▶ [WHAT TO PRODUCE]: All lines from the one containing "the sunset sky." down to the final line of the entries below: return them exactly.

▶ [EXTRACTED DATA]:
────────────────
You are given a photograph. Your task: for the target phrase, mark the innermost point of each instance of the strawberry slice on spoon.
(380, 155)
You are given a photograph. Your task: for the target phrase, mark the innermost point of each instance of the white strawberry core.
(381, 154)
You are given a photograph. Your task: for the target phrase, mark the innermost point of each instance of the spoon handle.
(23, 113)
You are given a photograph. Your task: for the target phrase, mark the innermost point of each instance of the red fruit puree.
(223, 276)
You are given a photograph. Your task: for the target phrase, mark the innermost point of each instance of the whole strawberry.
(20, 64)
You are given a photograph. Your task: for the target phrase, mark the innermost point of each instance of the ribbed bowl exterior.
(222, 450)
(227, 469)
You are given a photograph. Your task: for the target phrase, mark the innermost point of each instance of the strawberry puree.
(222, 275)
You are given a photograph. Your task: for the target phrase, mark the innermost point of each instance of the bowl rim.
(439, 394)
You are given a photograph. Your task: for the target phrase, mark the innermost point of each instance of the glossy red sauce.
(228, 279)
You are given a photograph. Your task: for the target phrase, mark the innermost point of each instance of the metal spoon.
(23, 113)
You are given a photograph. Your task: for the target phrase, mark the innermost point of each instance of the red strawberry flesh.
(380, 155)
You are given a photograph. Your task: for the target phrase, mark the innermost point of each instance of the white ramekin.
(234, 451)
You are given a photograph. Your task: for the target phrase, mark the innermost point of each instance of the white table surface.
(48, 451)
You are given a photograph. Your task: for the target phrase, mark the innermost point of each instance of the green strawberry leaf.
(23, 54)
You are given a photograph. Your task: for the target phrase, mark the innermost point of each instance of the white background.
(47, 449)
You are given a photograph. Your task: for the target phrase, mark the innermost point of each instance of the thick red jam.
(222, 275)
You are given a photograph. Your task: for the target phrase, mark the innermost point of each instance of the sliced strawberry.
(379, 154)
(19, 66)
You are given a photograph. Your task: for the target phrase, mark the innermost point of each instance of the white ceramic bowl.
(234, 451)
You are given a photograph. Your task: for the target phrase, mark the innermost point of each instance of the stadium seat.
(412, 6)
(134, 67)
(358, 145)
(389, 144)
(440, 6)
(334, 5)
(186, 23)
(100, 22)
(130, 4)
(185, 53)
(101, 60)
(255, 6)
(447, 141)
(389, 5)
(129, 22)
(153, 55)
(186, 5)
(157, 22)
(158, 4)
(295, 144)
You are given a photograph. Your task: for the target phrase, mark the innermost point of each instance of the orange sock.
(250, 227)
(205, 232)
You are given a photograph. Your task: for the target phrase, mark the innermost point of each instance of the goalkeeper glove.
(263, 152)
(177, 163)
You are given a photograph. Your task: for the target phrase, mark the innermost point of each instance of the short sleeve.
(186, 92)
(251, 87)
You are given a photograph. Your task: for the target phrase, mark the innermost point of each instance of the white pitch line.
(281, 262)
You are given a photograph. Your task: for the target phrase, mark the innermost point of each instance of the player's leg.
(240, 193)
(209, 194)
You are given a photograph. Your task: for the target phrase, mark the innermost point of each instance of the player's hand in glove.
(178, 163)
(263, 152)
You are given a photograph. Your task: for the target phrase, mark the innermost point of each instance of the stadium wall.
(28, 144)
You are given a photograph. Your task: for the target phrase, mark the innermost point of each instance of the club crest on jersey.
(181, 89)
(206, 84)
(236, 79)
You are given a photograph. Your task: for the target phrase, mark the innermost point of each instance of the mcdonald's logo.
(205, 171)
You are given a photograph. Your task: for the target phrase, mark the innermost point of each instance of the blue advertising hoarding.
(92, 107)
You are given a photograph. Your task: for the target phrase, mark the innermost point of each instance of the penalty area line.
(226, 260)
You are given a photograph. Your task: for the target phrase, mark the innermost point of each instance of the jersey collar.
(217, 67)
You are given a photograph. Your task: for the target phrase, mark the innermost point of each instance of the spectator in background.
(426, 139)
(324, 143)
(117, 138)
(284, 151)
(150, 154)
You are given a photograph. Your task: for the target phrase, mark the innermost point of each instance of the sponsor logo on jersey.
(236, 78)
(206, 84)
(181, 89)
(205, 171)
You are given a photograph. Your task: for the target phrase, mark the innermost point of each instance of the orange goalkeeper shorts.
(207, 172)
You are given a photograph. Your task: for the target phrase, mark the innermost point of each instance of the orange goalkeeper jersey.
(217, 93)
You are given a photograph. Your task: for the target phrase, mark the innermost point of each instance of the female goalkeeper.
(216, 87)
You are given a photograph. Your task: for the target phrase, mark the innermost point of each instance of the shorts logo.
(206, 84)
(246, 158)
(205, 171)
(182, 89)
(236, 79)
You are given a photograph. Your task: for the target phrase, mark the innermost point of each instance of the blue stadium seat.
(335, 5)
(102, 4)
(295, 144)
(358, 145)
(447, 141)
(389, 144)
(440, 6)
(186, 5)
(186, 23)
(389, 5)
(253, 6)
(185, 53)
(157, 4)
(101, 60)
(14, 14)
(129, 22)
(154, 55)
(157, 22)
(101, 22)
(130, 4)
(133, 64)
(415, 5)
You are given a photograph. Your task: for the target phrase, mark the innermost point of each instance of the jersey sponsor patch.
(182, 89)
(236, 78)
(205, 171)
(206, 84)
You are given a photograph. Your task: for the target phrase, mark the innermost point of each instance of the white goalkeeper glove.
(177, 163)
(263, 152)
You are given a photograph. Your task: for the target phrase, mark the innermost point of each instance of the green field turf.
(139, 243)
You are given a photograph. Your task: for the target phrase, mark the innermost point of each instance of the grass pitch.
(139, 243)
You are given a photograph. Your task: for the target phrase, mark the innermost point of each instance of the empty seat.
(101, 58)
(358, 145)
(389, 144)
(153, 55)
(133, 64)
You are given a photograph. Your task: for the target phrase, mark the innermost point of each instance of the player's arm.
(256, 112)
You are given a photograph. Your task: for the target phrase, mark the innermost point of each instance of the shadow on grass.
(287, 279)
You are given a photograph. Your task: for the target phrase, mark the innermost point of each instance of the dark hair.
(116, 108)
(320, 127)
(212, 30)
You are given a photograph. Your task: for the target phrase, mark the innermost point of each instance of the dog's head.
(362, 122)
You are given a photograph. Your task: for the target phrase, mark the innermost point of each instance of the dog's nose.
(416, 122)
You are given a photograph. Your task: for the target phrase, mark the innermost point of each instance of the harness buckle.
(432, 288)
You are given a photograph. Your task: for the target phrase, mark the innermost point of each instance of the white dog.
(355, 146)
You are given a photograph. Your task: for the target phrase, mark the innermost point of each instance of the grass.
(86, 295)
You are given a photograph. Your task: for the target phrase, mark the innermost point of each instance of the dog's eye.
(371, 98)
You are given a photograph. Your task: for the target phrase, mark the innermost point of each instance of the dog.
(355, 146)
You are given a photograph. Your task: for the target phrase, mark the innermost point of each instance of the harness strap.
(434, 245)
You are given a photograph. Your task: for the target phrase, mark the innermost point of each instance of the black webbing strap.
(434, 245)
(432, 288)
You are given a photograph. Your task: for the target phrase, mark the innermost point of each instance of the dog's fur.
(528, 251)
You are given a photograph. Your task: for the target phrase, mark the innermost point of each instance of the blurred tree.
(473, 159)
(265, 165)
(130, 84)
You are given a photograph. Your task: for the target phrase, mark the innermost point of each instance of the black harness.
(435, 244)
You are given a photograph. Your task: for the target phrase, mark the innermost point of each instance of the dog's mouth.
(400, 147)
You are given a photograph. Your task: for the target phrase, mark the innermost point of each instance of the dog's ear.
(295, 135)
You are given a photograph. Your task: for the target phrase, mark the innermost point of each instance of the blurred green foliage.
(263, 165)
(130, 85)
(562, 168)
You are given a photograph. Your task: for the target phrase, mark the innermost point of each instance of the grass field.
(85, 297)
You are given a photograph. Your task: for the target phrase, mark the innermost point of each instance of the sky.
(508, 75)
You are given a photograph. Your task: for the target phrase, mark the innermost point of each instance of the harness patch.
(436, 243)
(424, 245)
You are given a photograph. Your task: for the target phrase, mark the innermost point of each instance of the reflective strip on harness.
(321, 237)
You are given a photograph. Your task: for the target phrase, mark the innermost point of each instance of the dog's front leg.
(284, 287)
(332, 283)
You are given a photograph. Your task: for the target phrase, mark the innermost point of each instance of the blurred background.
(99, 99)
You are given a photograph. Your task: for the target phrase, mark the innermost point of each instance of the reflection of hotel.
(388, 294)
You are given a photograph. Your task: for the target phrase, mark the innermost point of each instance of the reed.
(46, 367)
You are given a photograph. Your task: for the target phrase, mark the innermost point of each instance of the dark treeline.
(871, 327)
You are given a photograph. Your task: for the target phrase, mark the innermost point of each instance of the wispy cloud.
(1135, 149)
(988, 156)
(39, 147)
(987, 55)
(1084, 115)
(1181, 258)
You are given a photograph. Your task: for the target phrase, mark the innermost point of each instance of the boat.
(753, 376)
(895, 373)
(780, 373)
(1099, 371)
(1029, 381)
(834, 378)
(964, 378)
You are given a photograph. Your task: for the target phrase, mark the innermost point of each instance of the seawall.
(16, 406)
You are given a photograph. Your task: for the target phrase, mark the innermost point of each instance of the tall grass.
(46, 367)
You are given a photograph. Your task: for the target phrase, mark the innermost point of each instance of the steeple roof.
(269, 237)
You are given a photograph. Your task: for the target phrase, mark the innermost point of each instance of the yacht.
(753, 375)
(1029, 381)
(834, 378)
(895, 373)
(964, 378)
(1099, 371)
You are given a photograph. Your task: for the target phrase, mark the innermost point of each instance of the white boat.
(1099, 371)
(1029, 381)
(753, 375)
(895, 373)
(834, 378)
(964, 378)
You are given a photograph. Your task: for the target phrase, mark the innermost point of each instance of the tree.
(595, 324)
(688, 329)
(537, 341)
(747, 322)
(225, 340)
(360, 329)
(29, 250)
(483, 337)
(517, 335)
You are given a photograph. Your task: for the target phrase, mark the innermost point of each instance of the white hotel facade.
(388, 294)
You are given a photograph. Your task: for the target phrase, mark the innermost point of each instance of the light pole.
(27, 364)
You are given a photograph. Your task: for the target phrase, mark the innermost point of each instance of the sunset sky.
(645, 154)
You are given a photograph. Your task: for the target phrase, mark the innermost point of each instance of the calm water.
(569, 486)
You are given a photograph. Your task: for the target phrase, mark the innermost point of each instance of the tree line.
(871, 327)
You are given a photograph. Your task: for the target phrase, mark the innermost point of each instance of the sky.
────────────────
▶ [TASK RESPONSE]:
You are given a photograph. Your task: for the target phrase, mark the innermost point of each instance of the sunset sky.
(645, 154)
You are given a photograph. Your task: for the target phrase, mark the innermost point of each instance of the calm water.
(569, 486)
You are given a photograph. Your task: for the target phrase, mark the innermost point of each instance of the tree line.
(871, 327)
You are given a photograph. Your task: for the target phrase, mark the innermost point of each instance of the sky.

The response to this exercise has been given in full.